-------- Task data --------

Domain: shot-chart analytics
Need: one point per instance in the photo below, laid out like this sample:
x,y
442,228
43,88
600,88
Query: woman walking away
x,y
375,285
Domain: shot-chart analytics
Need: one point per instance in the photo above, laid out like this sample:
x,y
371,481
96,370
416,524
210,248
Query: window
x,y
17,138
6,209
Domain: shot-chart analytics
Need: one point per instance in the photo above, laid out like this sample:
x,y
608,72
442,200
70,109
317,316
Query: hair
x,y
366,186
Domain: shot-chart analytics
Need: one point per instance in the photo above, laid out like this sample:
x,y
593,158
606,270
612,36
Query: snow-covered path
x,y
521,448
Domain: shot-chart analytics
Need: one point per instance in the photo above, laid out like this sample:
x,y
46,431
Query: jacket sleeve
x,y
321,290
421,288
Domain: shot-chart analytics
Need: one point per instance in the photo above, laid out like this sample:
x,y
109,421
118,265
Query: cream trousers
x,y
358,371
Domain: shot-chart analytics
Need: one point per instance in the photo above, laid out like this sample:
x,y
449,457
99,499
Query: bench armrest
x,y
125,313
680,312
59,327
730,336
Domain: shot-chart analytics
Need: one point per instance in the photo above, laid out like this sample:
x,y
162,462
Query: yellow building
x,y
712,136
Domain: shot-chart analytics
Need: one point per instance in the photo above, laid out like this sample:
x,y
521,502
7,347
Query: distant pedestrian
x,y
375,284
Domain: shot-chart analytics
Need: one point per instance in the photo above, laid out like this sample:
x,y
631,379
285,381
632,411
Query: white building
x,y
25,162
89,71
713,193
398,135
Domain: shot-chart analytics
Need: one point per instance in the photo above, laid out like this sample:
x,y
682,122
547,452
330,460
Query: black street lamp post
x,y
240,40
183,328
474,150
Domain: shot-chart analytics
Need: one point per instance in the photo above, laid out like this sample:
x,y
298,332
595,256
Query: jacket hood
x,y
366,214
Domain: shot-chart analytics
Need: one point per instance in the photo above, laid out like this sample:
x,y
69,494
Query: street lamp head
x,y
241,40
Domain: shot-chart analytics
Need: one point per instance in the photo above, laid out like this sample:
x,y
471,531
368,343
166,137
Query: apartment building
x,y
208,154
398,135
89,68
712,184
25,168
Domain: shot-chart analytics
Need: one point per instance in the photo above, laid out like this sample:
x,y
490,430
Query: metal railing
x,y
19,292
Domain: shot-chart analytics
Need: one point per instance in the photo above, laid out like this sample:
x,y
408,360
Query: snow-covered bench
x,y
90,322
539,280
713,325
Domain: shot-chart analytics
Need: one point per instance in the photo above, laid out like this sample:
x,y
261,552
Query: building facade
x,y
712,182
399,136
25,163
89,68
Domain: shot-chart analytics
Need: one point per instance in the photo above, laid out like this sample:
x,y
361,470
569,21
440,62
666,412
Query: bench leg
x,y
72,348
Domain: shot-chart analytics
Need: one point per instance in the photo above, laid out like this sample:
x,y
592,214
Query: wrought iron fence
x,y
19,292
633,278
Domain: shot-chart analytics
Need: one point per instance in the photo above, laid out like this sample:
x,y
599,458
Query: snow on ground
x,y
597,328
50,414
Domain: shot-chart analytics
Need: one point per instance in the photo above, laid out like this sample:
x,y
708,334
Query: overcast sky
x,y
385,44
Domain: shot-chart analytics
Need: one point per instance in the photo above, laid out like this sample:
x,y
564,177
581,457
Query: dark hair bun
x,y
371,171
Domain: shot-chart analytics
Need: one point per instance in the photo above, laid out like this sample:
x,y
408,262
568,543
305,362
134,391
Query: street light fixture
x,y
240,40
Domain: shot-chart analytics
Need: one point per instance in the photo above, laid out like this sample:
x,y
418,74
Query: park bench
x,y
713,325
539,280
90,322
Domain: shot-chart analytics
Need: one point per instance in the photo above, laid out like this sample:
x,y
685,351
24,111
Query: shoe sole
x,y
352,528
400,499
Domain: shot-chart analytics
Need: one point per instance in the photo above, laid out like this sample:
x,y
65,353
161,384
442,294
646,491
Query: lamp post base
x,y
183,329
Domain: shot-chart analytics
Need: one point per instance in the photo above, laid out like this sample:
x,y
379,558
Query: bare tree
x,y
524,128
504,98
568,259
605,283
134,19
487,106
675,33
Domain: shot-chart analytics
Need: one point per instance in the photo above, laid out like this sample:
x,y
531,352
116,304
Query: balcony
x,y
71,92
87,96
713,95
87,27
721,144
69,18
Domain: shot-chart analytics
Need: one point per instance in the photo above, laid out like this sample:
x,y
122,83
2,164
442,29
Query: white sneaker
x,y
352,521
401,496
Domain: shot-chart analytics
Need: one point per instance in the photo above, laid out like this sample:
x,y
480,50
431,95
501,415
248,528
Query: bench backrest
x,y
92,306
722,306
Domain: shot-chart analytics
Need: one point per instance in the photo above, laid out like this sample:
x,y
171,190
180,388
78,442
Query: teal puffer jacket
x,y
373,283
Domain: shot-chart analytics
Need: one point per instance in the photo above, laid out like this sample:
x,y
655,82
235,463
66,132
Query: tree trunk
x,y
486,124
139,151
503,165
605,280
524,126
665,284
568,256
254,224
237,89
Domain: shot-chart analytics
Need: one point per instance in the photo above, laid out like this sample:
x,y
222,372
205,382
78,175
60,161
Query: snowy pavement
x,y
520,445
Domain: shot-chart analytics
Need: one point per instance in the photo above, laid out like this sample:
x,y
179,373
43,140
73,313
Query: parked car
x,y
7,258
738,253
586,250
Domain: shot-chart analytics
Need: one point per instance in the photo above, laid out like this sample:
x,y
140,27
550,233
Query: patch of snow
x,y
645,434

--------

> _Work item_
Show the data once more, exactly as it was written.

> _Answer for this exercise_
Domain: shot-chart analytics
Need: one point per instance in the photo below, laid out like this sample:
x,y
442,228
43,88
600,88
Query: woman walking away
x,y
375,285
Domain: shot-chart analytics
Need: one point per instance in the photo above, laid out like this sample:
x,y
371,481
96,370
416,524
210,248
Query: window
x,y
17,138
6,209
Domain: shot-chart analytics
Need: one point per instance in the photo above, laid out like this sample:
x,y
608,72
442,200
70,109
317,316
Query: hair
x,y
366,186
Domain: shot-chart analytics
Need: one point per instance in the photo above, laid out like this sample:
x,y
593,158
606,270
612,36
Query: snow-covered path
x,y
521,448
Domain: shot-chart analytics
Need: one point per instance in the photo above, laid out like this sample:
x,y
46,431
Query: jacket sleeve
x,y
321,290
421,288
Domain: shot-chart analytics
Need: one point per instance in the photo above, laid out like this sample:
x,y
109,421
118,265
Query: cream trousers
x,y
358,371
Domain: shot-chart analytics
Need: one point per instance in the photo above, laid out like this sample:
x,y
449,457
99,499
Query: bench armrest
x,y
125,313
680,312
59,327
730,336
Domain: shot-chart analytics
Need: one point per instance in the photo above, laid out like this sample:
x,y
162,462
Query: yellow building
x,y
712,136
Domain: shot-chart analytics
Need: one point per instance in the photo above, laid out like this sample:
x,y
521,502
7,347
Query: distant pedestrian
x,y
375,284
Domain: shot-chart analytics
Need: one point per instance in the photo above, laid out like this sample:
x,y
631,379
285,381
632,411
Query: white building
x,y
25,162
89,71
713,193
398,135
Domain: shot-chart analytics
Need: one point per instance in the photo above, laid out like this sample:
x,y
682,122
547,452
330,460
Query: black street lamp post
x,y
240,40
183,328
474,150
Domain: shot-chart analytics
Need: one point per instance in the photo above, laid out like this sample:
x,y
298,332
595,256
Query: jacket hood
x,y
366,214
Domain: shot-chart analytics
Need: one point per instance in the photo above, laid out like this sample:
x,y
69,494
Query: street lamp head
x,y
241,40
Domain: shot-chart analytics
Need: one point per instance in the photo above, laid out like this sample:
x,y
471,531
368,343
166,137
Query: apartment building
x,y
208,154
398,135
89,68
712,184
25,168
Domain: shot-chart analytics
Need: one point per instance in the photo above, laid out like this sample:
x,y
490,430
Query: metal railing
x,y
19,292
Domain: shot-chart analytics
Need: one point per instance in the photo above, laid out like this sample:
x,y
408,360
Query: snow-covered bench
x,y
90,322
539,280
713,325
Domain: shot-chart analytics
Need: one point per instance in the photo above, laid out like this sample:
x,y
261,552
Query: building facade
x,y
712,182
399,136
25,163
89,68
Domain: shot-chart analytics
Need: one point per instance in the photo above, laid out like this sample:
x,y
361,470
569,21
440,62
666,412
Query: bench leg
x,y
72,348
Domain: shot-chart analytics
Need: one point per instance in the photo above, laid out like this sample:
x,y
592,214
Query: wrought iron fence
x,y
19,292
633,278
Domain: shot-chart analytics
Need: one point per instance in the photo above, laid out like this sample:
x,y
599,458
Query: snow on ground
x,y
597,328
50,414
Domain: shot-chart analytics
Need: one point per instance in the photo above, laid out like this sample:
x,y
708,334
Query: overcast sky
x,y
385,44
Domain: shot-chart analytics
Need: one point per instance in the photo above, laid out like this sample:
x,y
564,177
581,457
Query: dark hair bun
x,y
371,171
Domain: shot-chart analytics
Need: one point per instance in the photo above, laid out like this sample:
x,y
408,262
568,543
305,362
134,391
Query: street light fixture
x,y
240,40
Domain: shot-chart analytics
Need: one point per instance in the photo above, laid out like this sample:
x,y
418,74
Query: park bench
x,y
713,325
539,280
90,322
Domain: shot-chart analytics
Need: one point per instance in the photo above, laid out like this sample:
x,y
685,351
24,111
Query: shoe sole
x,y
352,528
400,499
Domain: shot-chart analytics
Need: one point per instance in the photo above, laid out like this sample:
x,y
65,353
161,384
442,294
646,491
Query: lamp post base
x,y
183,329
Domain: shot-chart analytics
Need: one point per instance in the photo above, laid out like this sample:
x,y
379,558
Query: bare tree
x,y
524,128
504,98
568,259
605,283
134,19
487,106
675,33
Domain: shot-chart analytics
Need: one point per instance in the photo above, laid out like this sample:
x,y
531,352
116,304
Query: balcony
x,y
71,92
87,96
713,95
87,27
721,144
69,18
Domain: shot-chart analytics
Need: one point per instance in the photo above, laid out like this sample:
x,y
122,83
2,164
442,29
Query: white sneaker
x,y
352,521
401,496
Domain: shot-chart analytics
Need: one point per instance in the photo above, laid out like this sample:
x,y
480,50
431,95
501,415
248,528
Query: bench backrest
x,y
92,306
722,306
Domain: shot-chart analytics
Need: one point per instance in the photo above, laid out like this sample:
x,y
171,190
180,388
78,442
Query: teal puffer jacket
x,y
373,283
Domain: shot-chart analytics
Need: one point per instance in the photo above, laid out like this sample:
x,y
655,82
235,463
66,132
Query: tree trunk
x,y
486,124
139,151
503,165
605,280
524,126
665,284
568,256
254,224
237,89
Domain: shot-chart analytics
Need: one point per instance in the photo above, laid out like this sample:
x,y
222,372
205,382
78,175
60,161
Query: snowy pavement
x,y
520,445
Domain: shot-chart analytics
Need: one point per instance in the photo above, laid out like this sample:
x,y
179,373
43,140
73,313
Query: parked car
x,y
7,258
738,253
586,250
Domain: shot-chart analytics
Need: one point per instance in the photo above, laid out like this sample:
x,y
140,27
550,233
Query: patch of snow
x,y
645,434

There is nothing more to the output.